• [YOUR GOAL]: Locate the line that contains "Would you be able to point out the tv". Reproduce it and all following lines up to the end of the material, exactly and with nothing added.

• • • •

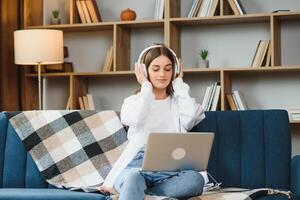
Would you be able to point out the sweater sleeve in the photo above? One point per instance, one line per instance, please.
(136, 107)
(190, 112)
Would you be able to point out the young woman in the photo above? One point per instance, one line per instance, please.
(162, 105)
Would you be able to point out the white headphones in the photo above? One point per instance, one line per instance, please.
(146, 50)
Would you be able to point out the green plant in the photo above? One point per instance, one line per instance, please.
(203, 54)
(55, 13)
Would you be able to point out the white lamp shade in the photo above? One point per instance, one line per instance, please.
(38, 46)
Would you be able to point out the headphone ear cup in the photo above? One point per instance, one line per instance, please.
(144, 70)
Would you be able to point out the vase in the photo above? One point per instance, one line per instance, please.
(55, 21)
(203, 63)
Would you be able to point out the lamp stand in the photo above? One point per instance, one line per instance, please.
(40, 85)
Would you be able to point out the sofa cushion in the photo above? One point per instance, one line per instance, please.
(72, 149)
(47, 194)
(252, 149)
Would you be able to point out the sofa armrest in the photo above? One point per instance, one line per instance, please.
(295, 176)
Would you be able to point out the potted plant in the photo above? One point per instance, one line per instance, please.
(55, 17)
(203, 60)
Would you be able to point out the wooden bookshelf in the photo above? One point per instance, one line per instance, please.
(171, 26)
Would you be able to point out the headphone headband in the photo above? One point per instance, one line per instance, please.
(147, 49)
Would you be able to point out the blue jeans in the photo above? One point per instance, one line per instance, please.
(133, 184)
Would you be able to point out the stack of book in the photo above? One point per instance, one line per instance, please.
(236, 101)
(68, 106)
(108, 62)
(262, 56)
(88, 11)
(203, 8)
(86, 102)
(159, 9)
(211, 97)
(236, 7)
(294, 115)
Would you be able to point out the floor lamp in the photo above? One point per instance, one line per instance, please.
(38, 47)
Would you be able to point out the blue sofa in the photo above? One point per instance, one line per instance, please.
(252, 149)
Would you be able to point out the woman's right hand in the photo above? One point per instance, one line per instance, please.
(139, 73)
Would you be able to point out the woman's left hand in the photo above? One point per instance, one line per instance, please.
(180, 75)
(107, 190)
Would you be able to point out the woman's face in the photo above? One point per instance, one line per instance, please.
(160, 72)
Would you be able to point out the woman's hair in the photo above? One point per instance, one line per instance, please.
(154, 53)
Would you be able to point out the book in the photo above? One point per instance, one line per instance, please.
(85, 103)
(85, 11)
(93, 11)
(193, 10)
(260, 53)
(155, 10)
(80, 12)
(198, 6)
(268, 58)
(97, 10)
(68, 106)
(211, 96)
(213, 8)
(161, 9)
(91, 104)
(235, 102)
(231, 103)
(239, 7)
(108, 63)
(205, 98)
(216, 98)
(241, 103)
(80, 101)
(264, 52)
(233, 7)
(204, 8)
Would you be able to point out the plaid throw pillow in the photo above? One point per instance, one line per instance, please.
(72, 149)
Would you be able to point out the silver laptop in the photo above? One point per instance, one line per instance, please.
(178, 151)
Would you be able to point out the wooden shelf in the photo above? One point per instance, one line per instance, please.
(287, 15)
(51, 75)
(295, 122)
(187, 70)
(121, 34)
(102, 25)
(217, 20)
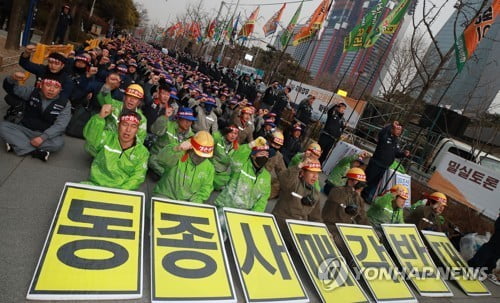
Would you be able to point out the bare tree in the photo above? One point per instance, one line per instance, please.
(430, 66)
(15, 24)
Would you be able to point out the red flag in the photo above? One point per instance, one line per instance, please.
(211, 29)
(271, 25)
(315, 23)
(248, 27)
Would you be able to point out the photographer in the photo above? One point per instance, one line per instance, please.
(344, 204)
(298, 198)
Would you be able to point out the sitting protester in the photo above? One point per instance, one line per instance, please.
(54, 69)
(298, 198)
(119, 160)
(276, 164)
(46, 114)
(388, 208)
(189, 174)
(169, 133)
(426, 214)
(313, 152)
(206, 118)
(244, 124)
(292, 144)
(336, 177)
(131, 101)
(226, 144)
(344, 204)
(250, 183)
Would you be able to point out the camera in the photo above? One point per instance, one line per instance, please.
(307, 200)
(351, 209)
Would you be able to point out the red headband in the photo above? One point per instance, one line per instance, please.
(51, 82)
(312, 166)
(234, 129)
(82, 58)
(278, 140)
(129, 118)
(201, 148)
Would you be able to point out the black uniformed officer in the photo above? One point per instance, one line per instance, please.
(387, 150)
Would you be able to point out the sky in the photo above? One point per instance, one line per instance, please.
(164, 12)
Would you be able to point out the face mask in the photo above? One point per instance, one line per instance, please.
(259, 162)
(196, 159)
(272, 152)
(80, 70)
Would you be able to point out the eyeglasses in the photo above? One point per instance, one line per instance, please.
(54, 61)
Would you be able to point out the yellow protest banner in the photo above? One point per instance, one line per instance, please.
(457, 269)
(189, 261)
(326, 267)
(415, 260)
(265, 268)
(94, 247)
(374, 264)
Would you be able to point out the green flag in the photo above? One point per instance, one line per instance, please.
(288, 32)
(390, 23)
(229, 30)
(357, 37)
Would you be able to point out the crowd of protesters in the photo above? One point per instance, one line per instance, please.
(195, 128)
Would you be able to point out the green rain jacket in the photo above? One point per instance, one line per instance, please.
(183, 180)
(382, 211)
(246, 189)
(112, 120)
(168, 134)
(113, 166)
(221, 160)
(338, 173)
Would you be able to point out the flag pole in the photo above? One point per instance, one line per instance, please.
(221, 55)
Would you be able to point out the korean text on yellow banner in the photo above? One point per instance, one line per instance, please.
(466, 278)
(326, 267)
(375, 265)
(94, 247)
(189, 262)
(265, 268)
(415, 260)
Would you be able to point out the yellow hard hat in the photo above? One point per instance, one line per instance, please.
(135, 90)
(315, 148)
(439, 197)
(247, 110)
(400, 190)
(312, 165)
(278, 137)
(357, 174)
(203, 144)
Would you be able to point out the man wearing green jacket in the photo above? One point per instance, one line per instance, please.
(169, 133)
(131, 101)
(189, 175)
(119, 160)
(226, 144)
(249, 186)
(336, 178)
(389, 207)
(313, 152)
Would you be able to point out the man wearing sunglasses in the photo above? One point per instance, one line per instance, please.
(45, 118)
(53, 69)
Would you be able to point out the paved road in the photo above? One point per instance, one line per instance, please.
(29, 193)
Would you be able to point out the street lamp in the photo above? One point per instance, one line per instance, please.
(92, 9)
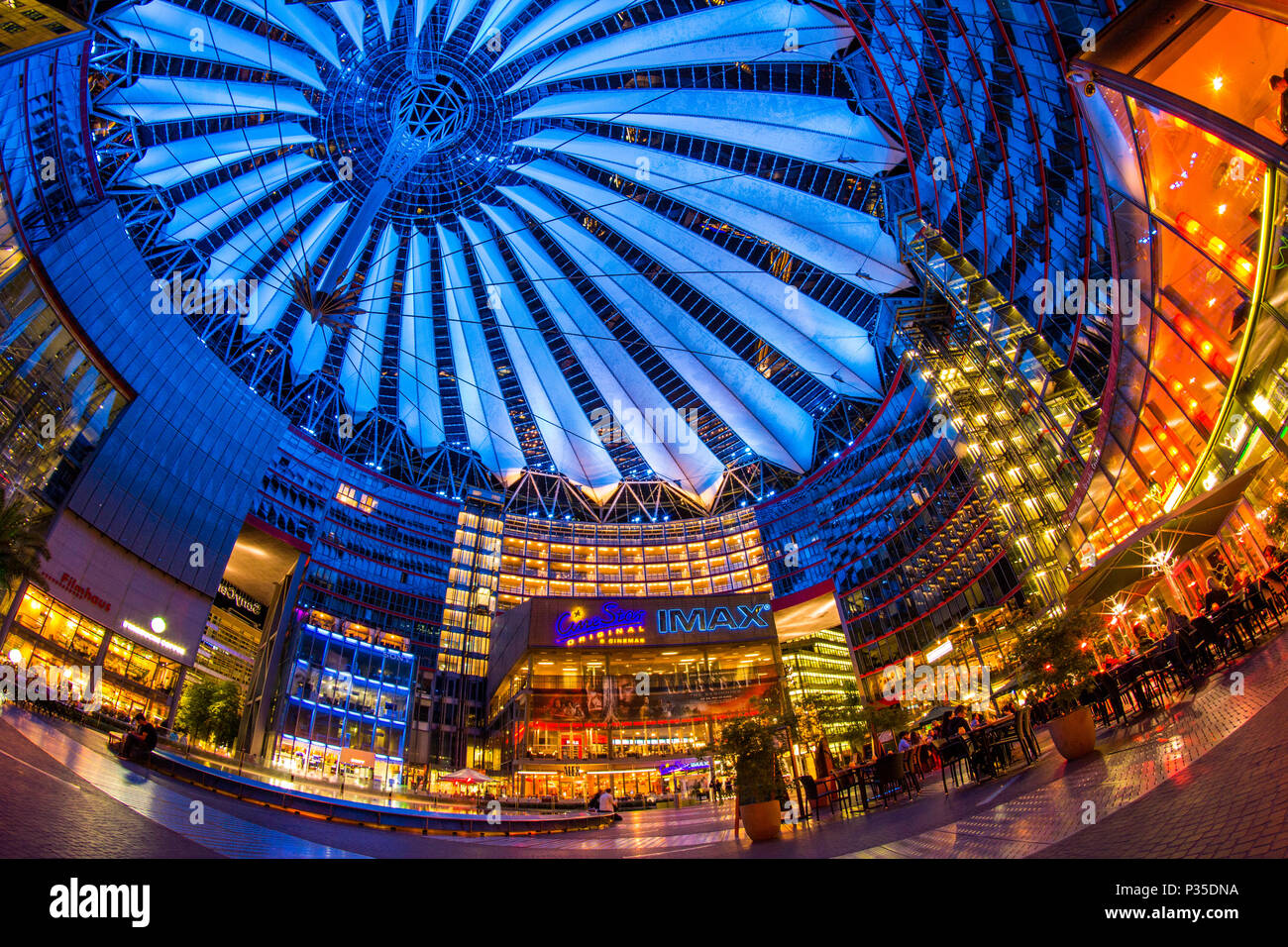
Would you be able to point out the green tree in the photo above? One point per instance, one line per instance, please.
(751, 744)
(226, 712)
(837, 715)
(22, 544)
(210, 710)
(194, 707)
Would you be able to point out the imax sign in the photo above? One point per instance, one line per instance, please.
(719, 618)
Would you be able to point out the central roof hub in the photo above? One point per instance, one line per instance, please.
(436, 111)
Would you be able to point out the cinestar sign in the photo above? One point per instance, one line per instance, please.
(612, 618)
(719, 618)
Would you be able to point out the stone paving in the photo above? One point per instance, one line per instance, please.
(138, 792)
(1205, 779)
(1164, 748)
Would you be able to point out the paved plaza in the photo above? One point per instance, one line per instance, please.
(1203, 779)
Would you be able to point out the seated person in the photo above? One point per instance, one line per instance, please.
(141, 741)
(956, 723)
(1279, 85)
(1216, 595)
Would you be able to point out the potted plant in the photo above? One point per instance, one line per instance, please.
(752, 748)
(1057, 652)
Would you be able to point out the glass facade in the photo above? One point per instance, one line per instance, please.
(347, 702)
(136, 680)
(795, 359)
(1194, 174)
(697, 557)
(625, 707)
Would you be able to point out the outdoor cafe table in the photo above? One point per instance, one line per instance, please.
(990, 735)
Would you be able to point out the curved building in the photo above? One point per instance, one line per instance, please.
(334, 333)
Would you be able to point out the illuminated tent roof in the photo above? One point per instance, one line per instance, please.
(565, 237)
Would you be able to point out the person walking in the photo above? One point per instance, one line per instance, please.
(608, 804)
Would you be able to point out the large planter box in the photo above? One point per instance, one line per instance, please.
(763, 821)
(1074, 735)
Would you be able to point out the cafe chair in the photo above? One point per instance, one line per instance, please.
(890, 776)
(952, 755)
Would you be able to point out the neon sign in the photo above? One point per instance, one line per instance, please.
(719, 618)
(612, 621)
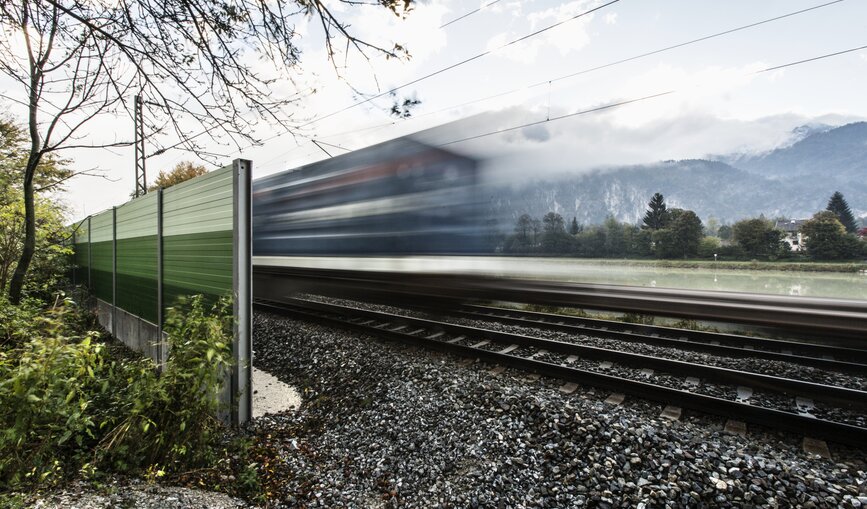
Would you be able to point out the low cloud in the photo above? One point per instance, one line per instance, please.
(594, 142)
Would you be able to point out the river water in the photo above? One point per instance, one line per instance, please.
(773, 282)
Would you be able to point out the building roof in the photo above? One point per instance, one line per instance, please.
(791, 226)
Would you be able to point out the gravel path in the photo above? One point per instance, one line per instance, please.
(384, 425)
(138, 495)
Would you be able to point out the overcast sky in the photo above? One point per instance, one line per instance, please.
(720, 106)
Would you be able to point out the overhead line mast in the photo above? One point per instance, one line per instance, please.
(141, 185)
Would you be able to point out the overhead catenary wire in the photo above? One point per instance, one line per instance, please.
(600, 67)
(455, 20)
(641, 99)
(548, 82)
(452, 66)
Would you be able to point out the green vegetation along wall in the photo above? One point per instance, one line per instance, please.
(190, 239)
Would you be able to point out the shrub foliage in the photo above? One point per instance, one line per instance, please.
(67, 406)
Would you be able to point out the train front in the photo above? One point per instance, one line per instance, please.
(400, 206)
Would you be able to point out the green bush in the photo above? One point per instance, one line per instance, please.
(170, 419)
(67, 406)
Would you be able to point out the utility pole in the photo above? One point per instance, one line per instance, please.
(141, 185)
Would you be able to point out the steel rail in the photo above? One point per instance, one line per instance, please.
(840, 322)
(731, 345)
(820, 392)
(772, 418)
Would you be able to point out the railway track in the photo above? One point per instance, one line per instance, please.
(828, 357)
(795, 405)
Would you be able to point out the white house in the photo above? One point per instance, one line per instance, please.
(792, 231)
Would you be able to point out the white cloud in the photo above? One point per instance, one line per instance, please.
(565, 39)
(597, 140)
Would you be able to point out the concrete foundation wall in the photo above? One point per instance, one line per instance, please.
(136, 333)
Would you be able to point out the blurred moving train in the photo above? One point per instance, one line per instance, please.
(400, 197)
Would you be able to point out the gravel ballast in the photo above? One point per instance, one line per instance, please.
(385, 425)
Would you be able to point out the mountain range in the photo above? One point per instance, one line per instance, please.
(794, 180)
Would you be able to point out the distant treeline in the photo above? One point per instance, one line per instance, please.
(678, 233)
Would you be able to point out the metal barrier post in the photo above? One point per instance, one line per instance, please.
(162, 351)
(241, 383)
(114, 271)
(89, 257)
(74, 259)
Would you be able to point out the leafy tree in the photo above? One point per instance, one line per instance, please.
(49, 258)
(207, 67)
(554, 236)
(615, 237)
(712, 226)
(526, 234)
(641, 243)
(826, 238)
(758, 237)
(183, 171)
(708, 246)
(590, 243)
(656, 215)
(837, 204)
(681, 235)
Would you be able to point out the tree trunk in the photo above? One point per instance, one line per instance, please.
(16, 285)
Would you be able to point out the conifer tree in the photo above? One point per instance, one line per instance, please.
(837, 204)
(656, 215)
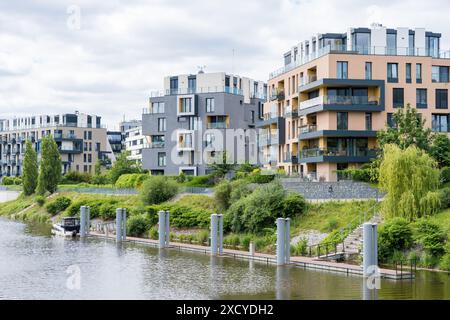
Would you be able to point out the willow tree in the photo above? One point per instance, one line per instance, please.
(410, 179)
(30, 170)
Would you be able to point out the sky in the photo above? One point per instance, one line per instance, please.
(105, 57)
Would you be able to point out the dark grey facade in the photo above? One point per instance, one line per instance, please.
(189, 155)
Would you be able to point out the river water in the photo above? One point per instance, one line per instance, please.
(35, 265)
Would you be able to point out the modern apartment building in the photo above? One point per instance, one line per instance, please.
(135, 142)
(336, 90)
(81, 139)
(188, 124)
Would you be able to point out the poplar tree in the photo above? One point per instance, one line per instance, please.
(30, 170)
(50, 166)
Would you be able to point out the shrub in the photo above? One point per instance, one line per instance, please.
(445, 174)
(58, 205)
(430, 236)
(40, 200)
(444, 195)
(293, 204)
(396, 234)
(158, 189)
(138, 225)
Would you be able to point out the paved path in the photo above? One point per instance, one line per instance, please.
(305, 262)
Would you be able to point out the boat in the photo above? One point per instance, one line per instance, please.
(68, 227)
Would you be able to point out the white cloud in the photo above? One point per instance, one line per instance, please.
(125, 48)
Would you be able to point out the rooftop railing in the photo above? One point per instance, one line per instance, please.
(375, 50)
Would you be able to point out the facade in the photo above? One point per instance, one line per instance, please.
(336, 90)
(81, 140)
(135, 142)
(187, 123)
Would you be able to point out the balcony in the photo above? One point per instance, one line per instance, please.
(336, 155)
(308, 128)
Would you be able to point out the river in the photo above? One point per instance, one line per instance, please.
(35, 265)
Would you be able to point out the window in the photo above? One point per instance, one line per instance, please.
(369, 121)
(157, 107)
(408, 73)
(441, 98)
(161, 159)
(161, 124)
(398, 100)
(439, 123)
(392, 72)
(186, 105)
(342, 120)
(368, 70)
(439, 74)
(391, 41)
(421, 98)
(210, 105)
(418, 72)
(390, 121)
(342, 69)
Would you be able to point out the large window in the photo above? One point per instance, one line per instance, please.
(439, 123)
(161, 124)
(210, 105)
(161, 159)
(408, 72)
(418, 72)
(440, 74)
(398, 100)
(421, 98)
(342, 120)
(392, 72)
(342, 70)
(368, 70)
(441, 98)
(157, 107)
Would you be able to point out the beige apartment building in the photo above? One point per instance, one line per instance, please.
(81, 140)
(337, 90)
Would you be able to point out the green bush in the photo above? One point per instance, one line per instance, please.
(293, 204)
(40, 200)
(395, 235)
(9, 181)
(131, 180)
(158, 189)
(138, 225)
(444, 195)
(58, 205)
(75, 177)
(445, 174)
(430, 236)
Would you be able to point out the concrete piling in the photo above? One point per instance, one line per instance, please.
(370, 248)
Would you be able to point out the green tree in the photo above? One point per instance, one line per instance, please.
(409, 130)
(222, 166)
(440, 149)
(30, 170)
(50, 166)
(121, 166)
(410, 178)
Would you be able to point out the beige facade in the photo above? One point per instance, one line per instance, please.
(329, 108)
(80, 147)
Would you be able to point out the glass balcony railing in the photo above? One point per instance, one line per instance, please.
(335, 152)
(308, 128)
(212, 89)
(375, 50)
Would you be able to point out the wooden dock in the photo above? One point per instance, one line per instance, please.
(298, 261)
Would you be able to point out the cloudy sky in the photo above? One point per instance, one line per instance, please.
(105, 57)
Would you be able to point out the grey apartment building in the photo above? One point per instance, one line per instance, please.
(81, 140)
(186, 124)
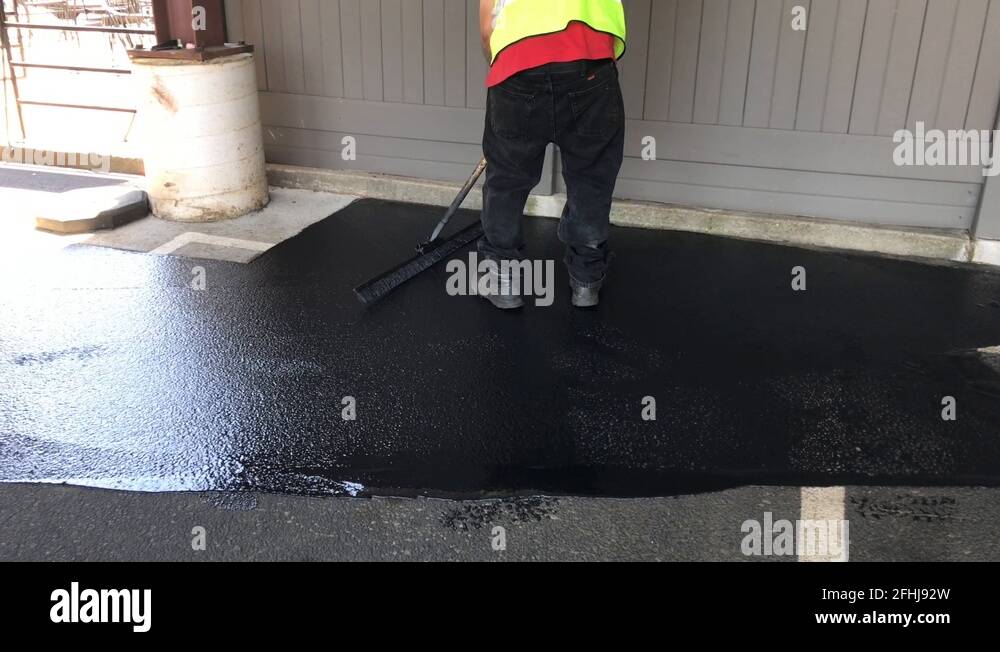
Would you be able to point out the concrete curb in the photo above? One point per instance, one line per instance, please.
(919, 244)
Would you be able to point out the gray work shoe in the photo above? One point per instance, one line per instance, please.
(585, 295)
(503, 296)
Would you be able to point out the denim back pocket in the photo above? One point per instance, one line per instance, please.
(510, 112)
(597, 110)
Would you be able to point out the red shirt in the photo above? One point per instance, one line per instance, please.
(577, 42)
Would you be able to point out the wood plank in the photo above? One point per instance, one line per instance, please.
(768, 24)
(476, 66)
(844, 66)
(686, 51)
(985, 99)
(903, 53)
(788, 71)
(392, 50)
(732, 102)
(872, 66)
(434, 52)
(663, 21)
(333, 65)
(413, 52)
(371, 50)
(766, 148)
(455, 52)
(350, 39)
(312, 47)
(633, 66)
(253, 31)
(273, 40)
(234, 21)
(291, 38)
(963, 57)
(932, 63)
(816, 66)
(711, 61)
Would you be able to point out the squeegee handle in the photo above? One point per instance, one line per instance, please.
(459, 200)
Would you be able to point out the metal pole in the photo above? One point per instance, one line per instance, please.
(5, 41)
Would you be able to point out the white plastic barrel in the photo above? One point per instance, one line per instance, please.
(199, 128)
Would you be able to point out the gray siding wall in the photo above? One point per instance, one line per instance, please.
(747, 113)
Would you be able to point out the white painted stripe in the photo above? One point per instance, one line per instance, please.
(185, 239)
(824, 508)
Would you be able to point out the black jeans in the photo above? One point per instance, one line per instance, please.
(578, 106)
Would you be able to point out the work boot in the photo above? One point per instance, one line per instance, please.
(504, 287)
(585, 295)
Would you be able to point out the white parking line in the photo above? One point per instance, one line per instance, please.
(185, 239)
(824, 507)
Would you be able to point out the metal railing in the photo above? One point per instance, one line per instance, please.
(13, 65)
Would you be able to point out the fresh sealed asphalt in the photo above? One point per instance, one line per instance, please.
(119, 374)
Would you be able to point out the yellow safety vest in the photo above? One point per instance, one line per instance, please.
(516, 20)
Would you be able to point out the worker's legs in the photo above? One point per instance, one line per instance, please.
(518, 129)
(591, 137)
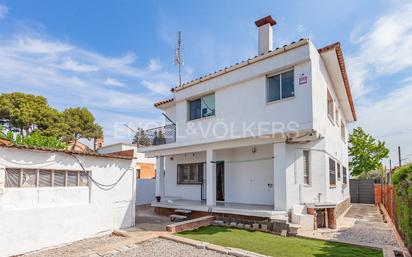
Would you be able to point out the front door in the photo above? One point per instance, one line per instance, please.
(220, 181)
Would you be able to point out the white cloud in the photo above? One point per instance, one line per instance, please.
(114, 82)
(388, 119)
(72, 65)
(3, 11)
(69, 75)
(154, 65)
(157, 87)
(384, 51)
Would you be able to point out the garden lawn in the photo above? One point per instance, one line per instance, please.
(273, 245)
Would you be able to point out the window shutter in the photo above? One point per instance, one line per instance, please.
(28, 178)
(84, 179)
(12, 177)
(306, 167)
(59, 178)
(72, 178)
(45, 178)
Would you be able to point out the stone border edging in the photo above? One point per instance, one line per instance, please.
(217, 248)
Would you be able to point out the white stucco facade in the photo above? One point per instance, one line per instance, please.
(32, 218)
(262, 143)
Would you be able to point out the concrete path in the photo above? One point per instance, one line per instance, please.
(149, 226)
(148, 220)
(362, 224)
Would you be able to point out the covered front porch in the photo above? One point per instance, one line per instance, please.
(255, 210)
(247, 180)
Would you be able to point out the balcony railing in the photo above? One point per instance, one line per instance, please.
(157, 136)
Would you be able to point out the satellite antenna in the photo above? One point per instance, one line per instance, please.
(179, 54)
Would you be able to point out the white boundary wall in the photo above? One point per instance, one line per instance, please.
(35, 218)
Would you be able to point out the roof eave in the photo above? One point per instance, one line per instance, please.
(339, 54)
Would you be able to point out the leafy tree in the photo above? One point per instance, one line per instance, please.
(140, 138)
(37, 139)
(24, 113)
(366, 152)
(81, 124)
(27, 114)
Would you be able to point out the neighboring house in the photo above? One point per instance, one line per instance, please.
(146, 170)
(79, 147)
(146, 167)
(47, 198)
(266, 137)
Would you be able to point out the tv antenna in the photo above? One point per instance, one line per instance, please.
(179, 54)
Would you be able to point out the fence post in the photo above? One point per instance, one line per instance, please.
(2, 184)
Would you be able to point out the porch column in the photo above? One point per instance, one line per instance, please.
(210, 178)
(160, 176)
(279, 176)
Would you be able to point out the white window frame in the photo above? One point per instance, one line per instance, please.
(331, 117)
(52, 171)
(308, 164)
(343, 131)
(329, 173)
(201, 115)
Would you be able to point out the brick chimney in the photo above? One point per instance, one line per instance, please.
(98, 143)
(265, 34)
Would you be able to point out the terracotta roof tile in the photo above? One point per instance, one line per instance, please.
(161, 102)
(342, 66)
(265, 20)
(232, 67)
(43, 149)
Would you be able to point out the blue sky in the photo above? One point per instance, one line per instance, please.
(116, 57)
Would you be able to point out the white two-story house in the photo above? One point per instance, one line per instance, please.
(265, 137)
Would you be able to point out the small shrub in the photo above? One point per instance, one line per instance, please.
(402, 180)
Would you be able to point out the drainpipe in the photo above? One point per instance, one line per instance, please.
(133, 211)
(2, 184)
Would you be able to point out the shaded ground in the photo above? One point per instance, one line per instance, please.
(273, 245)
(362, 224)
(148, 226)
(166, 248)
(148, 220)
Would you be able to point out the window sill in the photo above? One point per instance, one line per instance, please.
(200, 119)
(331, 120)
(280, 100)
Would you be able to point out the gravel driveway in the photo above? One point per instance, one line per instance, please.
(165, 248)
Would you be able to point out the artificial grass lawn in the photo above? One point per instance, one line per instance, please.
(273, 245)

• • • •

• [WRITTEN RESPONSE]:
Would you be able to point out the tv antenna in the photo above? One point per instance, one line per instance, please.
(179, 54)
Would you be able to point out the fence post in the photo above? One point per instance, one line per instance, please.
(2, 184)
Would you be able to point out the porch column in the photo above? One point per instance, one line per instance, please.
(210, 178)
(160, 176)
(279, 176)
Would you be able to point out the white window frame in the photo above? One point per instance, one line per instance, please.
(331, 117)
(52, 171)
(308, 164)
(343, 131)
(329, 173)
(201, 115)
Would you be able to point out the brick chimney in the photo above? One point per instance, one line per instance, please.
(98, 143)
(265, 34)
Would you be able to point out the terracotta roof tile in the photo above? One point per instance, one line per instance, please.
(161, 102)
(342, 66)
(265, 20)
(232, 67)
(43, 149)
Would you be able to point out the blue sky in the photo above? One point per instance, one line per instance, please.
(116, 57)
Would you be able to point out the white two-story house in the photo above? One point per instance, one line per instance, please.
(265, 137)
Would you be able to point out the small shrub in the photo above? One point per instance, one line per instance, please.
(402, 180)
Would you be able to point out the drainpipe in the photo above? One point per instance, one line per instance, please.
(133, 211)
(2, 184)
Would you be able to point out the shaded ground in the photo above? One point per instance, one line per instance, please.
(273, 245)
(362, 224)
(148, 226)
(166, 248)
(148, 220)
Would you be able to point out the window sill in the photo above? One point per instance, one line per instance, please.
(200, 119)
(331, 120)
(280, 100)
Would you be able to point out the gravel driveway in the photo above? One point per instance, one line per instance, please.
(165, 248)
Would you be able to point out the artificial grass lawn in the photo above? One point per instance, one line per instance, please.
(273, 245)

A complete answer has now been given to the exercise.